**Requirement**. Please rewrite the lines below as a numbered list, skipping any blank lines and leaving the pictures out.

**Raw data**.
--------------------

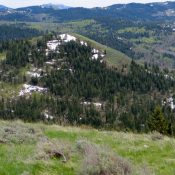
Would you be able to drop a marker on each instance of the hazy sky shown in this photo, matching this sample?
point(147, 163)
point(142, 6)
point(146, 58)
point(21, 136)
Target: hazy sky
point(73, 3)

--------------------

**Solution for this problem**.
1. Would you be able to drop a marker on each instance of the hazy sky shown in this photo, matching this sample?
2. point(147, 163)
3. point(142, 6)
4. point(146, 58)
5. point(21, 136)
6. Target: hazy sky
7. point(73, 3)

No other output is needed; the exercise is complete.